Records from a data collection:
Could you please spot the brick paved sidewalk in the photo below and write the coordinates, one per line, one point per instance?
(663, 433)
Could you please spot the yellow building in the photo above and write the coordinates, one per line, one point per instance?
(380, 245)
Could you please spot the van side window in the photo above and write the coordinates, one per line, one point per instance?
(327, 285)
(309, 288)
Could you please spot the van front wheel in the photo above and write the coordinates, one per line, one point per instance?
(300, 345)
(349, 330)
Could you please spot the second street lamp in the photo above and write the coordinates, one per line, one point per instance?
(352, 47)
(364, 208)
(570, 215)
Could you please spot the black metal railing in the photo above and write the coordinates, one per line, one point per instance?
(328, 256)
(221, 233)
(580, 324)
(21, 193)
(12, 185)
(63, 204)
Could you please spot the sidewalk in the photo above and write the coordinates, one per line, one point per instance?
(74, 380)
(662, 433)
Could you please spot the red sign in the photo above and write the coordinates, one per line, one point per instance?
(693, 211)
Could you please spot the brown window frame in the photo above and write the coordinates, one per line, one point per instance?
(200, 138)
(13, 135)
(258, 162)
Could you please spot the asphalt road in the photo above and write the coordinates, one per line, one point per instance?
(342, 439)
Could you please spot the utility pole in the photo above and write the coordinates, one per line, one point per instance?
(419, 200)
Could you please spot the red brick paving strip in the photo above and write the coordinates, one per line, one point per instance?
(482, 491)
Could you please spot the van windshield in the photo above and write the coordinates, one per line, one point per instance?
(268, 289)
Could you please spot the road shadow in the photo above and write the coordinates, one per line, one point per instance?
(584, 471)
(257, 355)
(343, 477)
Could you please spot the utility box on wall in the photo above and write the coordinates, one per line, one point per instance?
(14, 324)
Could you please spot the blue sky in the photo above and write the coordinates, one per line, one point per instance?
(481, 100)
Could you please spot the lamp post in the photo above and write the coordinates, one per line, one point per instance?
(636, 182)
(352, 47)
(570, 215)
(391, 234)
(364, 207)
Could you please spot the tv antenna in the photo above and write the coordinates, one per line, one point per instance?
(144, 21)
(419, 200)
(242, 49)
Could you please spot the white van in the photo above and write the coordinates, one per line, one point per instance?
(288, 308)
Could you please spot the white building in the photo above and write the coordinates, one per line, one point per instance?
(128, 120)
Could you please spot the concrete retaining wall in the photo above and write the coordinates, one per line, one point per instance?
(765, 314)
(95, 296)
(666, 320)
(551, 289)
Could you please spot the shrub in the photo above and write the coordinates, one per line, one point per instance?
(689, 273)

Task goal: I'd like the entries above reproduced in full, exactly as they stand.

Written solution:
Could you please spot the brick paved sidewalk in the photo below and write the coordinates, one per line, one point per instance?
(663, 433)
Could you please spot the yellow building in the photo above and write the coordinates, one per line, one point per instance?
(380, 245)
Could you please spot the van side window in the photo above and write the coordinates, one per line, one point per instance?
(327, 285)
(309, 288)
Could you please spot the van front wheel in the photo above and write the coordinates, one per line, one point per instance?
(300, 345)
(349, 330)
Could you please spot the second street lamp in the photo above and write the coordinates, one per line, one point per instance?
(352, 47)
(364, 208)
(570, 215)
Could you please spot the black metal railing in the photo above and write the coordinates, one per line, one point per instance?
(328, 256)
(221, 233)
(580, 324)
(21, 193)
(12, 185)
(63, 204)
Could you please spot the sidewalk in the photo above and write the coordinates, one per line, one point per instance?
(74, 380)
(662, 433)
Could you please spot the red sign in the photo above and write the coordinates, one per line, one point per instance?
(693, 211)
Could you please spot the brown window frame in the photo above and write the coordinates, one per line, one point per instance?
(200, 138)
(13, 135)
(258, 162)
Could you please spot the asphalt road in the photo above and write the coordinates, one per line, one point per instance?
(342, 439)
Could you please spot the utility pole in the photo above and write the coordinates, one per line, one point per instance?
(419, 200)
Could you please spot the red brick paving strip in the photo above and write the coordinates, one per line, one point per instance?
(482, 491)
Could you please spot the van windshield in the photo above and write the coordinates, one per line, one point per instance?
(268, 289)
Could you please spot the road shadow in the photo above and write the coordinates, one per line, one point per instance?
(584, 471)
(257, 355)
(343, 477)
Could you please spot the utility box on wall in the photo above and write the coordinates, one per line, one point per instance?
(14, 324)
Could you please spot the blue sky in the photo above and write the coordinates, one per line, one point per instance?
(481, 100)
Could you please spot the lamp post in the photo above and write the coordinates, one per line, one point per instance?
(636, 182)
(352, 47)
(570, 215)
(391, 234)
(364, 207)
Could you please spot the tv antenna in the photo above and write the coordinates, one per line, one point per instance?
(144, 21)
(419, 200)
(242, 49)
Could you please spot the white van in the photo above and write the coordinates, one per line, one point per instance?
(288, 308)
Could you please spot the white building in the photo above and write the coordinates, one per line, one point per instance?
(128, 120)
Could you please spot the concrete retaining wall in the photo above and write the coordinates, one per line, one point per instance?
(765, 314)
(95, 296)
(666, 320)
(551, 289)
Could you please spot the shrub in the photo above and write the coordinates, one per line, one point per instance?
(689, 273)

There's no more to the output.